* _ЗАДАНИЯ И УПРАЖНЕНИЯ_:
[1] Напечатайте без изменений фрагмент из исходного текста от «Как отмечал Ричард» до «существовали до объединения.».
[2] Ответьте по исходному тексту на вопросы:
(a) Чьи слова приведены в первой цитате?
(b) Какой год указан в ссылке на работу Моррисон?
(c) Чем, согласно Моррисон, не является действительно объединяющая теория?

* _ИСХОДНЫЙ ТЕКСТ_:
::::

Как отмечал Ричард Фейнман, «всегда, когда вы слышите подобное эффектное утверждение, что нечто большое можно построить на основе малого числа предположений, – ищите ошибку. Обычно неявно принимается довольно много такого, что оказывается далеко не очевидным, если посмотреть внимательнее» (Фейнман, Лейтон, Сэндс, 1966, т.6,С. 262).

(15) Согласно М. Моррисон, действительно объединяющая теория не является простой конъюнкцией тех теорий, которые существовали до объединения.

«В случаях истинного объединения у нас имеется механизм или представленный в теории параметр, который играет роль необходимого условия, требуемого для раскрытия связи между явлениями» (Моррисон, 2000, p. 32).

::::

(Записи, содержащиеся в наборе данных)
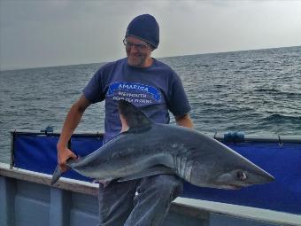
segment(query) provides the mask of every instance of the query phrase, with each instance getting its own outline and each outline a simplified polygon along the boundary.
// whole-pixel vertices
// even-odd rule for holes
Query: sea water
[[[159,60],[181,76],[197,130],[301,135],[301,46]],[[60,130],[102,65],[1,71],[0,161],[9,161],[10,130]],[[92,105],[77,131],[103,131],[104,117],[104,104]]]

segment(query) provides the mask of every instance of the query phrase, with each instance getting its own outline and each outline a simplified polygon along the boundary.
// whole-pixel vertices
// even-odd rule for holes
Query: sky
[[[301,0],[0,0],[0,70],[124,58],[144,13],[160,27],[155,58],[301,45]]]

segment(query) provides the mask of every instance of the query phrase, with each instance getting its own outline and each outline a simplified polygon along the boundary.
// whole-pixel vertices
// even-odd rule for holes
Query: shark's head
[[[199,155],[191,162],[191,183],[219,189],[240,189],[274,180],[270,174],[223,144],[215,140],[208,143],[212,145],[209,153],[212,158],[202,161],[198,160],[202,159]]]
[[[243,162],[228,166],[225,166],[222,160],[220,165],[212,162],[207,166],[196,161],[192,164],[190,183],[197,186],[235,190],[274,180],[253,163],[243,159],[240,161]]]

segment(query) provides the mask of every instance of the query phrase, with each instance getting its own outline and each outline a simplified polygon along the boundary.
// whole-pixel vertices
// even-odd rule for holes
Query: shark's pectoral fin
[[[175,171],[170,168],[166,168],[165,166],[155,166],[152,168],[149,168],[147,169],[144,169],[143,171],[131,175],[126,177],[121,177],[118,180],[118,182],[126,182],[126,181],[131,181],[131,180],[136,180],[141,179],[143,177],[150,176],[150,175],[175,175]]]

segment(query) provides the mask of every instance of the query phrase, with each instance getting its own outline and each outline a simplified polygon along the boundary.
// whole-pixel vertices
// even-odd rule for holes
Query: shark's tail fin
[[[58,165],[52,175],[52,179],[50,182],[51,186],[59,179],[63,173],[64,172],[60,169],[60,167]]]

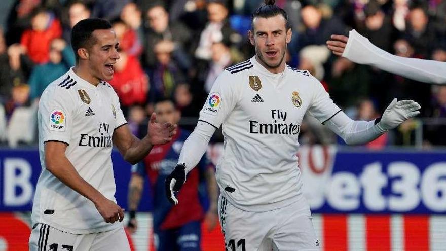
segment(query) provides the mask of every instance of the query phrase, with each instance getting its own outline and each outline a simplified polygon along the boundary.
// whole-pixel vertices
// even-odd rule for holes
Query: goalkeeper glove
[[[164,189],[166,196],[169,201],[172,204],[178,204],[178,200],[175,197],[174,192],[178,192],[186,181],[186,166],[184,163],[178,164],[170,175],[166,178]]]
[[[420,104],[414,100],[397,101],[396,98],[394,98],[381,119],[375,120],[375,125],[380,132],[384,133],[399,126],[407,119],[420,114],[418,110],[421,108]]]

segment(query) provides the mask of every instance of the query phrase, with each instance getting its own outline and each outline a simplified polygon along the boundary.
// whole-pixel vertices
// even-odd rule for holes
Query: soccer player
[[[116,204],[114,144],[136,163],[155,145],[171,139],[175,125],[155,122],[139,140],[130,132],[108,83],[119,59],[108,22],[80,21],[71,32],[76,65],[50,84],[39,102],[37,183],[29,238],[32,251],[129,250]]]
[[[382,50],[354,29],[349,37],[332,35],[327,46],[338,56],[360,64],[375,66],[386,71],[417,81],[446,84],[446,62],[410,58]]]
[[[315,78],[285,64],[288,16],[274,1],[265,2],[253,14],[248,32],[255,55],[215,81],[165,189],[172,203],[181,203],[174,192],[222,123],[224,150],[216,174],[228,250],[320,250],[297,166],[304,115],[309,113],[349,144],[362,144],[419,114],[420,106],[394,99],[380,119],[349,118]]]
[[[165,99],[154,106],[157,121],[176,124],[181,117],[173,103]],[[135,211],[141,198],[144,177],[148,176],[153,196],[153,229],[157,250],[199,251],[201,237],[201,221],[205,216],[198,194],[200,177],[206,180],[209,206],[205,221],[208,230],[217,223],[218,190],[215,167],[203,156],[197,168],[191,171],[187,182],[178,195],[181,204],[173,205],[166,199],[164,181],[176,165],[181,148],[190,133],[179,128],[172,141],[154,147],[144,161],[134,166],[129,188],[130,220],[128,229],[134,232],[137,227]]]

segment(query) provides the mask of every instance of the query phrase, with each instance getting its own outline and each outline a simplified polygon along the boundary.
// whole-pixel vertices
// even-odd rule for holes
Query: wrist
[[[131,210],[129,212],[129,216],[130,217],[130,220],[132,219],[135,219],[136,217],[136,211],[134,210]]]

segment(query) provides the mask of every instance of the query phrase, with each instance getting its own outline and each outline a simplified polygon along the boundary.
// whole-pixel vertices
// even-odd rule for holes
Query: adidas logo
[[[94,115],[94,112],[90,107],[88,107],[88,110],[87,110],[87,112],[85,112],[85,114],[84,115],[85,117],[87,116],[92,116]]]
[[[263,99],[260,97],[260,95],[257,94],[255,96],[252,98],[252,99],[251,100],[251,102],[263,102]]]

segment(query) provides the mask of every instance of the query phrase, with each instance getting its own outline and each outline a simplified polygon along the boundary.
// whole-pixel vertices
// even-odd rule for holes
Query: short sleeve
[[[199,121],[220,127],[237,102],[233,81],[226,70],[218,76],[200,112]]]
[[[311,105],[308,109],[308,112],[323,124],[339,113],[341,110],[330,98],[330,95],[324,89],[322,84],[314,77],[312,78],[314,81],[311,84],[314,85],[314,91]]]
[[[111,86],[110,88],[113,92],[113,106],[112,108],[113,109],[113,115],[115,116],[115,128],[114,129],[116,130],[118,127],[127,124],[127,121],[124,117],[122,110],[121,110],[121,103],[119,102],[118,94]]]
[[[69,145],[75,105],[69,93],[56,86],[44,92],[39,104],[39,131],[43,142],[56,141]]]

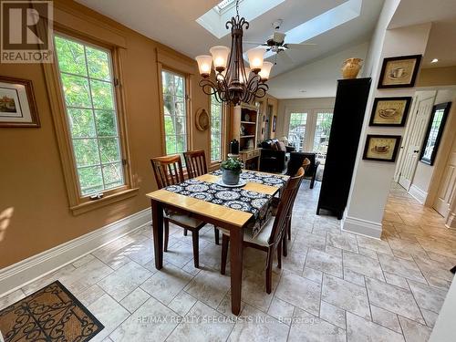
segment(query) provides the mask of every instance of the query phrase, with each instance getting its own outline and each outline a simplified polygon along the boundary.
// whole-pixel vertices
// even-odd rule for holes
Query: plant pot
[[[225,184],[236,185],[239,183],[240,173],[233,170],[222,169],[222,180]]]
[[[342,77],[345,79],[356,78],[361,68],[361,58],[348,58],[344,61],[342,66]]]

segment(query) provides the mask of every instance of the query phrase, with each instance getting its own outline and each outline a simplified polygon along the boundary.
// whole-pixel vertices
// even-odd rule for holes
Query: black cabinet
[[[340,220],[350,191],[370,78],[339,79],[337,83],[316,213],[325,209]]]

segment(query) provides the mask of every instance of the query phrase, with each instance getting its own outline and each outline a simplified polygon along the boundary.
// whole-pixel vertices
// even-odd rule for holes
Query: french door
[[[287,110],[288,143],[297,151],[325,158],[333,120],[332,109]]]

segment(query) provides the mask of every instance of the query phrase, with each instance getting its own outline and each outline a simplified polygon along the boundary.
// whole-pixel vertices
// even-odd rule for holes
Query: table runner
[[[216,171],[210,174],[220,176],[222,171]],[[286,180],[283,177],[250,171],[244,171],[241,173],[241,178],[250,182],[275,186],[279,190],[286,183]],[[247,227],[252,229],[253,237],[261,232],[272,216],[273,196],[266,193],[243,188],[226,188],[217,183],[197,179],[190,179],[164,189],[184,196],[252,213],[253,217],[247,223]]]

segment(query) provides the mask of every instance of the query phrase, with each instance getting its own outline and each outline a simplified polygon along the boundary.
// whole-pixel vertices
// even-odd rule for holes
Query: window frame
[[[209,141],[209,163],[211,166],[215,166],[219,165],[222,161],[223,161],[223,157],[225,155],[225,148],[226,148],[226,143],[225,143],[225,139],[226,139],[226,105],[222,102],[220,103],[222,107],[222,117],[220,119],[220,160],[219,161],[212,161],[212,96],[213,95],[208,95],[208,108],[210,109],[210,115],[211,115],[211,122],[210,122],[210,127],[209,127],[209,134],[208,134],[208,141]],[[216,100],[216,99],[215,99]]]
[[[68,195],[69,209],[73,214],[78,215],[101,206],[135,196],[139,191],[139,188],[135,187],[132,176],[131,154],[128,141],[125,94],[122,87],[121,48],[114,45],[107,45],[103,42],[96,41],[88,36],[85,36],[77,32],[68,31],[62,27],[55,27],[53,40],[55,36],[59,36],[86,46],[99,48],[110,54],[115,111],[117,115],[124,185],[100,192],[103,193],[103,196],[100,198],[90,198],[91,195],[82,195],[80,193],[78,167],[72,144],[65,96],[63,94],[60,70],[57,60],[55,63],[43,65]],[[55,47],[54,53],[57,56]]]
[[[169,72],[171,74],[173,74],[175,76],[181,77],[183,78],[183,99],[185,103],[185,137],[186,137],[186,141],[185,144],[187,146],[187,150],[190,150],[190,144],[192,141],[191,139],[191,127],[192,125],[190,124],[191,120],[191,116],[189,115],[189,110],[190,110],[190,96],[189,96],[189,90],[188,88],[190,87],[190,82],[189,82],[189,76],[185,73],[177,71],[171,67],[160,67],[160,76],[159,76],[159,80],[160,80],[160,104],[161,104],[161,150],[162,154],[164,156],[166,155],[173,155],[173,154],[180,154],[181,152],[177,152],[172,153],[172,154],[167,154],[166,153],[166,131],[165,131],[165,111],[164,111],[164,93],[163,93],[163,78],[162,78],[162,72]],[[174,134],[175,137],[177,137],[176,134]],[[183,150],[182,152],[184,152]],[[183,157],[183,156],[182,156]],[[182,162],[183,162],[183,158],[182,158]],[[182,165],[184,166],[184,165]]]

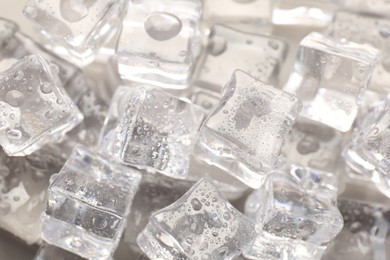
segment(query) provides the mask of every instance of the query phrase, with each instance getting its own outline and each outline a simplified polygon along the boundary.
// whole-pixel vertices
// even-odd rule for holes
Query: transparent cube
[[[299,45],[285,90],[302,100],[302,117],[348,132],[377,54],[369,45],[311,33]]]
[[[310,168],[284,165],[253,192],[245,214],[258,236],[244,251],[248,259],[320,259],[341,231],[337,178]]]
[[[389,233],[387,205],[339,199],[344,227],[329,245],[323,260],[374,260],[386,258]]]
[[[390,4],[389,4],[390,6]],[[390,16],[389,16],[390,17]],[[386,95],[390,88],[390,20],[350,12],[337,12],[326,34],[356,43],[368,43],[381,52],[369,90]]]
[[[147,86],[120,87],[99,146],[121,163],[185,178],[202,109]]]
[[[164,175],[143,174],[127,221],[131,224],[126,227],[126,243],[137,246],[137,236],[147,225],[150,216],[174,203],[194,184],[195,182],[176,180]]]
[[[254,224],[207,179],[154,213],[137,242],[151,259],[233,259],[255,238]]]
[[[29,0],[23,13],[51,48],[78,64],[94,54],[118,30],[126,0]]]
[[[283,157],[291,164],[336,173],[345,136],[335,129],[298,118],[282,148]]]
[[[356,175],[371,180],[390,196],[390,102],[387,100],[361,122],[344,151],[347,165]]]
[[[187,87],[200,48],[201,14],[200,0],[130,1],[116,50],[121,77]]]
[[[261,81],[277,84],[287,47],[283,40],[273,36],[216,25],[211,29],[206,52],[199,62],[195,85],[219,92],[237,68]]]
[[[276,0],[272,23],[325,27],[332,22],[336,8],[334,0]]]
[[[388,0],[337,0],[336,2],[342,9],[390,17],[390,2]]]
[[[40,56],[27,56],[0,74],[0,108],[0,144],[13,156],[31,154],[83,118]]]
[[[267,32],[272,17],[271,0],[204,0],[208,24],[225,24],[248,32]]]
[[[274,168],[300,109],[293,94],[238,70],[202,125],[196,155],[258,188]]]
[[[89,259],[116,249],[141,174],[76,147],[48,190],[42,238]]]

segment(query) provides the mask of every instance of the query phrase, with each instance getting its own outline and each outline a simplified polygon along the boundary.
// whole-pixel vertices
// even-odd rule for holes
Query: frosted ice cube
[[[258,188],[274,168],[300,109],[293,94],[238,70],[201,128],[196,155]]]
[[[277,0],[272,23],[277,25],[324,27],[332,22],[334,0]]]
[[[83,118],[40,56],[0,73],[0,144],[8,155],[32,153]]]
[[[390,5],[389,5],[390,6]],[[326,34],[357,43],[368,43],[378,48],[376,65],[369,90],[386,95],[390,80],[390,20],[345,11],[337,12]]]
[[[342,9],[390,17],[390,2],[388,0],[337,0],[335,2]]]
[[[323,260],[385,260],[389,207],[340,199],[344,228],[329,245]]]
[[[287,47],[283,40],[273,36],[216,25],[211,29],[206,52],[199,62],[195,85],[219,92],[237,68],[276,85]]]
[[[201,14],[200,0],[129,1],[116,50],[121,77],[186,87],[200,48]]]
[[[163,91],[120,87],[99,146],[124,164],[185,178],[202,120],[201,108]]]
[[[143,174],[127,221],[131,224],[126,227],[126,243],[137,245],[137,236],[145,228],[152,213],[174,203],[194,183],[175,180],[164,175]]]
[[[300,43],[285,90],[303,102],[302,117],[348,132],[378,50],[311,33]]]
[[[118,30],[126,0],[29,0],[23,13],[56,53],[79,64],[94,54]]]
[[[318,122],[297,119],[282,148],[289,163],[336,173],[345,136]]]
[[[202,179],[154,213],[137,242],[151,259],[233,259],[255,238],[254,224]]]
[[[367,114],[344,151],[347,165],[390,196],[390,101]]]
[[[106,259],[122,235],[141,175],[76,147],[48,190],[42,238],[85,258]]]
[[[271,0],[204,0],[203,4],[208,24],[225,24],[253,33],[269,30]]]
[[[258,236],[249,259],[320,259],[341,231],[337,178],[310,168],[284,165],[253,192],[245,213],[256,220]]]

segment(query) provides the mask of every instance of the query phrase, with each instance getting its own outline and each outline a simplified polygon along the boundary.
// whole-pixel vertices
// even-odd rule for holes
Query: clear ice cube
[[[29,0],[24,15],[56,53],[85,64],[118,30],[126,0]]]
[[[344,159],[356,177],[371,180],[390,197],[390,101],[375,108],[362,120],[347,148]]]
[[[329,245],[323,260],[385,260],[389,233],[387,205],[339,199],[344,227]]]
[[[255,238],[254,224],[207,179],[154,213],[137,242],[151,259],[233,259]]]
[[[76,147],[48,190],[42,238],[89,259],[119,243],[141,174]]]
[[[0,145],[8,155],[31,154],[83,118],[57,75],[40,56],[0,73]]]
[[[121,163],[185,178],[203,117],[201,108],[161,90],[120,87],[99,146]]]
[[[224,24],[253,33],[269,30],[271,0],[204,0],[203,5],[208,25]]]
[[[386,83],[390,80],[389,19],[340,11],[336,13],[326,34],[334,38],[371,44],[378,48],[381,51],[379,62],[374,69],[368,89],[381,95],[386,95],[390,91]]]
[[[334,0],[276,0],[272,23],[324,27],[332,22],[336,7]]]
[[[245,204],[258,236],[244,251],[249,259],[320,259],[341,231],[332,173],[294,165],[276,170]]]
[[[286,42],[273,36],[215,25],[210,31],[194,84],[220,92],[223,84],[239,68],[263,82],[277,85],[287,48]]]
[[[202,125],[196,155],[258,188],[274,168],[300,109],[295,95],[237,70]]]
[[[185,88],[200,48],[201,14],[200,0],[129,1],[116,50],[121,77]]]
[[[302,100],[302,117],[348,132],[378,50],[311,33],[300,43],[285,90]]]
[[[345,136],[335,129],[298,117],[282,154],[291,164],[336,173],[344,143]]]

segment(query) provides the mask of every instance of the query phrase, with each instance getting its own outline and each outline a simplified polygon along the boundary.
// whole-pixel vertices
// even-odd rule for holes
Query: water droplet
[[[5,95],[5,101],[13,107],[20,107],[25,101],[25,96],[18,90],[11,90]]]
[[[22,138],[22,132],[20,132],[19,130],[16,130],[16,129],[9,130],[7,132],[7,137],[8,137],[8,139],[11,139],[11,140],[19,140],[20,138]]]
[[[41,88],[42,93],[44,93],[44,94],[49,94],[49,93],[53,92],[53,86],[52,86],[52,84],[50,84],[48,82],[42,83],[40,88]]]
[[[157,12],[149,15],[144,24],[146,32],[157,41],[166,41],[178,35],[183,27],[176,16]]]
[[[97,229],[103,229],[107,227],[108,224],[107,220],[101,216],[94,217],[92,223]]]
[[[191,206],[194,210],[198,211],[202,208],[202,203],[197,198],[194,198],[191,200]]]

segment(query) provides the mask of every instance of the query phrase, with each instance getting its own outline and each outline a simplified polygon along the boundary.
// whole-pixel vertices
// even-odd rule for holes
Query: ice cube
[[[273,1],[271,0],[205,0],[204,19],[208,25],[224,24],[252,32],[270,29]]]
[[[342,133],[329,126],[298,117],[282,154],[291,164],[336,173],[345,139]]]
[[[337,178],[332,173],[284,165],[253,192],[245,213],[258,236],[244,251],[249,259],[320,259],[341,231]]]
[[[129,1],[116,53],[121,77],[187,87],[200,48],[201,14],[200,0]]]
[[[286,42],[273,36],[244,33],[215,25],[211,29],[206,52],[199,62],[194,84],[220,92],[237,68],[263,82],[277,84],[287,47]]]
[[[137,246],[137,236],[145,228],[152,213],[174,203],[194,183],[164,175],[143,174],[127,221],[131,224],[126,227],[126,243]]]
[[[222,92],[201,128],[196,155],[258,188],[274,168],[301,103],[239,70]]]
[[[83,118],[57,75],[40,56],[0,73],[0,144],[8,155],[31,154]]]
[[[163,91],[120,87],[99,146],[124,164],[185,178],[202,120],[201,108]]]
[[[378,50],[311,33],[300,43],[285,90],[303,102],[302,117],[348,132]]]
[[[42,238],[85,258],[111,256],[141,175],[76,147],[48,190]]]
[[[386,258],[389,230],[387,205],[339,199],[344,227],[329,245],[323,260],[379,260]]]
[[[324,27],[332,22],[336,8],[334,0],[276,0],[272,23]]]
[[[390,6],[390,4],[389,4]],[[326,34],[357,43],[368,43],[378,48],[379,63],[376,65],[369,90],[386,95],[390,88],[390,20],[350,12],[337,12]]]
[[[126,0],[29,0],[23,13],[56,53],[78,64],[94,54],[118,30]]]
[[[255,238],[254,224],[207,179],[154,213],[137,242],[151,259],[233,259]]]

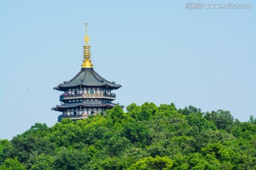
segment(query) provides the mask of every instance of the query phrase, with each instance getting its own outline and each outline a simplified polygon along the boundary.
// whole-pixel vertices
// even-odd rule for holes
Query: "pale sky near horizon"
[[[187,9],[189,3],[252,4]],[[54,91],[80,70],[85,23],[114,103],[174,103],[256,116],[255,1],[0,0],[0,139],[60,113]]]

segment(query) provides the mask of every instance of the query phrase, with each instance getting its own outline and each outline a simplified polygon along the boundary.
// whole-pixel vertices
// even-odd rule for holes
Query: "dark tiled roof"
[[[104,106],[110,106],[111,108],[117,106],[117,104],[112,103],[106,103],[102,101],[87,101],[87,102],[79,102],[79,103],[65,103],[62,105],[58,105],[55,108],[53,108],[52,110],[58,110],[57,108],[75,108],[79,106],[85,106],[85,107],[104,107]],[[123,106],[120,106],[121,107],[124,107]]]
[[[93,69],[82,69],[78,74],[69,81],[60,84],[54,89],[73,87],[78,86],[108,86],[113,89],[117,89],[122,86],[116,84],[114,82],[110,82],[100,76]]]

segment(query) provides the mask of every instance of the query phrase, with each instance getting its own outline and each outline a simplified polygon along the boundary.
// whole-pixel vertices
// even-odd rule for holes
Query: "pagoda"
[[[52,108],[53,110],[61,112],[61,115],[58,117],[58,122],[63,118],[87,118],[90,115],[100,113],[117,105],[112,103],[116,98],[116,94],[112,91],[118,89],[122,86],[105,79],[94,71],[90,60],[87,23],[84,40],[85,45],[83,45],[84,60],[81,70],[68,82],[64,81],[53,88],[63,92],[60,96],[60,101],[62,103]]]

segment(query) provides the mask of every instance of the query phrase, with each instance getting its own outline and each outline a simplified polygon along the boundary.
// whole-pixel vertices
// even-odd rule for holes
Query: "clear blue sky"
[[[251,9],[186,9],[202,1],[0,0],[0,139],[52,126],[80,69],[85,23],[95,70],[122,85],[116,103],[149,101],[256,116],[255,1]]]

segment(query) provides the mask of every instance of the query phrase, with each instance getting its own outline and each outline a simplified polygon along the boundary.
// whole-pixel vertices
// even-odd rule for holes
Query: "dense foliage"
[[[0,140],[0,169],[256,169],[256,119],[133,103]]]

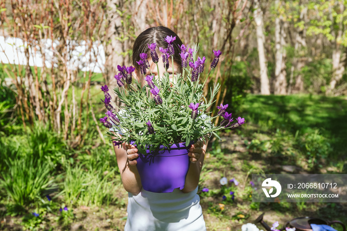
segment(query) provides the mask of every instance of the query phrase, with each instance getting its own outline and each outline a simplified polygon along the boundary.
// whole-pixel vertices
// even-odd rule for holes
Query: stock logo
[[[282,187],[281,186],[280,183],[276,180],[271,180],[271,178],[268,178],[263,181],[263,183],[262,183],[261,186],[262,187],[272,187],[272,188],[270,188],[269,190],[269,192],[268,192],[266,188],[262,187],[263,191],[264,191],[264,193],[266,196],[266,197],[270,197],[270,196],[271,197],[276,197],[280,195],[280,193],[281,193],[281,191],[282,190]],[[274,187],[276,188],[276,193],[273,195],[271,195],[271,193],[272,193],[274,191]]]

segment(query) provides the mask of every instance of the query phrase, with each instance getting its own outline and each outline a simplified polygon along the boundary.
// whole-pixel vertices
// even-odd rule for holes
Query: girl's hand
[[[125,150],[126,150],[126,156],[129,161],[129,165],[131,166],[136,165],[137,162],[135,159],[139,156],[139,154],[137,153],[137,149],[134,145],[126,144]]]
[[[195,163],[200,159],[201,155],[205,151],[202,148],[203,146],[203,142],[200,140],[198,140],[196,143],[192,144],[189,148],[189,152],[188,153],[191,162]]]

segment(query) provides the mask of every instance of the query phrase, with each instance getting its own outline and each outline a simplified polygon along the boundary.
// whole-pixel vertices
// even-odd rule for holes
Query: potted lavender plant
[[[174,62],[170,46],[172,39],[174,37],[167,38],[166,41],[169,43],[167,49],[159,48],[166,70],[170,56]],[[155,44],[148,45],[152,60],[158,68],[156,46]],[[221,124],[214,126],[211,122],[217,116],[211,117],[211,113],[207,112],[207,110],[214,102],[220,85],[214,84],[213,89],[210,89],[211,97],[208,101],[203,94],[206,80],[203,84],[199,81],[204,71],[205,58],[197,57],[198,49],[198,45],[194,45],[186,52],[185,46],[181,47],[183,72],[174,75],[174,84],[171,82],[169,74],[166,72],[158,79],[153,74],[144,76],[147,84],[142,86],[139,81],[133,79],[134,67],[118,65],[119,73],[115,76],[118,87],[114,90],[125,105],[118,108],[122,115],[116,113],[111,104],[107,86],[101,88],[105,97],[103,102],[108,111],[107,116],[101,118],[100,122],[108,128],[122,131],[123,135],[112,140],[118,148],[124,142],[136,146],[139,155],[136,166],[142,186],[146,190],[169,192],[177,187],[183,188],[190,164],[188,155],[184,154],[188,153],[190,145],[198,139],[204,141],[206,137],[212,135],[220,139],[217,131],[235,128],[244,123],[244,118],[239,117],[237,122],[231,123],[231,114],[226,112],[228,105],[218,107],[220,111],[217,116],[224,117]],[[221,55],[219,51],[214,53],[211,71],[217,66]],[[137,63],[140,65],[141,74],[144,75],[149,68],[147,55],[142,54],[140,58]],[[209,76],[210,73],[211,71]],[[122,80],[128,84],[127,89],[124,87]],[[114,135],[110,132],[107,133]],[[166,160],[163,159],[169,157]]]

::::

* _ОТВЕТЫ К ЗАДАНИЯМ_:
[1]
Как отмечал Ричард Фейнман, «всегда, когда вы слышите подобное эффектное утверждение, что нечто большое можно построить на основе малого числа предположений, – ищите ошибку. Обычно неявно принимается довольно много такого, что оказывается далеко не очевидным, если посмотреть внимательнее» (Фейнман, Лейтон, Сэндс, 1966, т.6,С. 262).

(15) Согласно М. Моррисон, действительно объединяющая теория не является простой конъюнкцией тех теорий, которые существовали до объединения.

[2]
(a) Слова Ричарда Фейнмана.
(b) 2000 год.
(c) Простой конъюнкцией тех теорий, которые существовали до объединения.